■ WRITTEN INSTRUCTION A ■
Please arrange the records below the forum thread as a two-column CSV with the columns "query" and "result". Give one row per record, holding its text and its answer, each in a single quoted field with line breaks turned into spaces.

■ PASSAGE GIVEN ■

───

# Fermenting sugar water?



## Oldbee (Sep 25, 2006)

From Randy Oliver's "Scientific Beekeeping": > 

_"I mentioned last article that light syrup ferments quickly in warm weather, and that bleach could be added to prevent this." _

_"I fed chlorinated 1:1 sucrose syrup to a few hundred colonies for several weeks this summer, with great results. The bees appeared to build up fine, and my feeder jars did not get the black growth on the insides, and rarely fermented. Fresh chlorinated syrup also disinfects jars that aren’t too dirty. However, it wasn’t as effective in gallon insert feeders. So adding a cup of bleach per drum (or *1 teaspoon per gallon*) appears to work fine (although I’d sure like to see one of the bee labs test it for long-term effects)."_

That's from part 4, more in part 3. > http://scientificbeekeeping.com/fat-bees%e2%80%94part-4-timing-and-tummy-aches/

Where do you have the boardman placed; outside of the hive? They may not be taking it because it gets too cool at night or there is plenty of natural nectar around in NC. now. I wouldn't think you have to feed a nuc for very long. Maybe one more good feeding when they are transferred to the ten frame box. I have seen spots of black mold looking stuff on the inside of the feeders after about 8 to 10 days. So far I haven't had to feed my bees very long so that this mold forms. They usually take it so fast I can just replenish a couple of times and then stop. I fed my package about six quarts in 10 days, took the feeders off and won't return them until I put the second deep of foundation on for them to draw out. All my packages of bees have come during the time when there is some nectar from flowers. I have not had to feed them for a long time like a package in early April.

In spring and summer when the bees can get out to defecate, fermented syrup may not be as harmful as when they are cooped up during the winter. Bees are seen around rotting fruit sometimes in the fall.

───

Records from a collection:
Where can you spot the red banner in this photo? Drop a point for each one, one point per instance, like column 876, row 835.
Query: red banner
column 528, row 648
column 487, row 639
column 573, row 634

───

■ WRITTEN INSTRUCTION B ■
In the thread about fermenting sugar water, rewrite the part that opens with the words containing "In spring and" and closes with "in the fall.", putting "spoiled syrup" in place of "fermented syrup".

■ COMPLETE ANSWER A ■
query,result
"Where can you spot the red banner in this photo? Drop a point for each one, one point per instance, like column 876, row 835. Query: red banner","column 528, row 648 column 487, row 639 column 573, row 634"

■ COMPLETE ANSWER B ■
In spring and summer when the bees can get out to defecate, spoiled syrup may not be as harmful as when they are cooped up during the winter. Bees are seen around rotting fruit sometimes in the fall.